- Do this
Quote the material from the line containing "Mark a point on each instance of the stone" up to and including the line containing "x=502, y=1166", reproducing those lines verbatim and nothing else.
⁂
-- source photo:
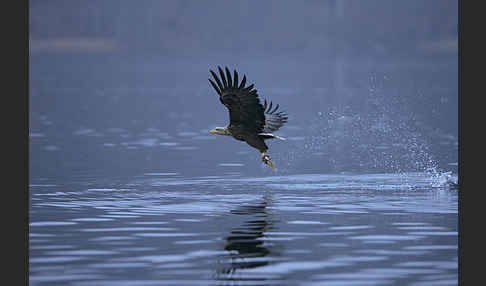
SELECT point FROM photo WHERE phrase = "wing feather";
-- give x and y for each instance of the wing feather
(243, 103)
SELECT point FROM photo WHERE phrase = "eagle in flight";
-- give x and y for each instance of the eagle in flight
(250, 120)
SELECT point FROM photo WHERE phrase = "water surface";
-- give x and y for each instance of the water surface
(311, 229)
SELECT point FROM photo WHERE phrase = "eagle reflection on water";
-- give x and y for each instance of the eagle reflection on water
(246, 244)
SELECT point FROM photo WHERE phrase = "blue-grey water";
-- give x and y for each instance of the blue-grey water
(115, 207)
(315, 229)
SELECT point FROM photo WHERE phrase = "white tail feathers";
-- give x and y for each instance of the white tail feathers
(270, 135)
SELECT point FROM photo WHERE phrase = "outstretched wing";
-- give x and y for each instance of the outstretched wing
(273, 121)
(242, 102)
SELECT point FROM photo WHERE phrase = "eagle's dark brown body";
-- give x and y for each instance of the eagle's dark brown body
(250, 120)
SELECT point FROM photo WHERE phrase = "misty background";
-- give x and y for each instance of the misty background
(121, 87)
⁂
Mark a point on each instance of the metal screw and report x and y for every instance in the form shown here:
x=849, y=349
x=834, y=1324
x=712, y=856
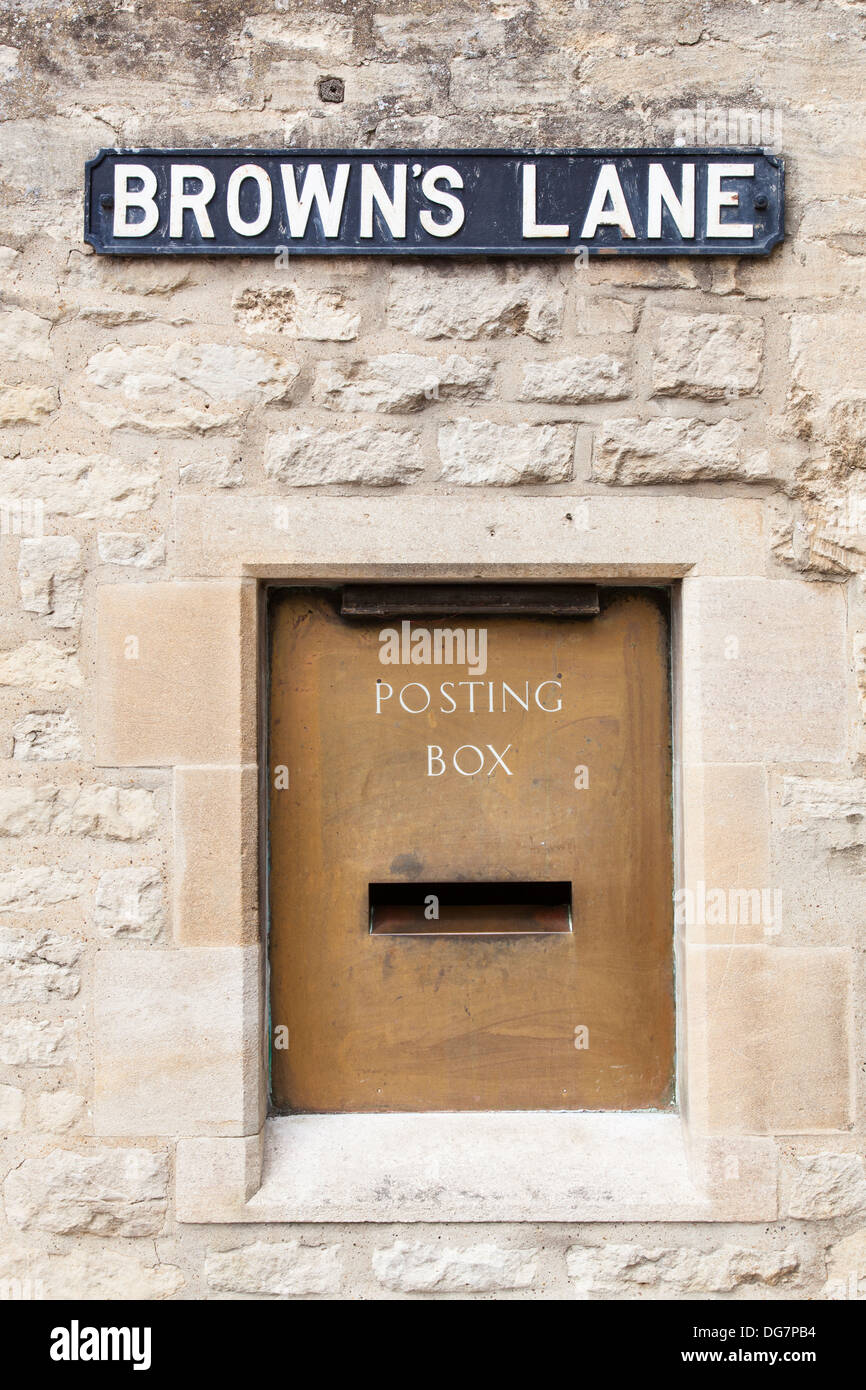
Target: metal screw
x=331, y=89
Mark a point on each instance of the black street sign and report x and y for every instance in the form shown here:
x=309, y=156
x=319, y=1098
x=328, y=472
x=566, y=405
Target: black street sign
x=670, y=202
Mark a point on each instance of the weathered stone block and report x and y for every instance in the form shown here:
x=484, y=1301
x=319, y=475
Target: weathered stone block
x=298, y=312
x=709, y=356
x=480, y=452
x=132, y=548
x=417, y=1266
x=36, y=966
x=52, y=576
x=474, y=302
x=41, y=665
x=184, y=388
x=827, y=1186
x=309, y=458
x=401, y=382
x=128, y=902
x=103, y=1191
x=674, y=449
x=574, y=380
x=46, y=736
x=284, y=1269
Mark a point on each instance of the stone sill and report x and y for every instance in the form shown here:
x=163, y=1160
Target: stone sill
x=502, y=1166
⁂
- Answer to this task
Mark a point on each instance of the stone sill and report x and y for every instance in the form shown here:
x=163, y=1160
Target: stone sill
x=502, y=1166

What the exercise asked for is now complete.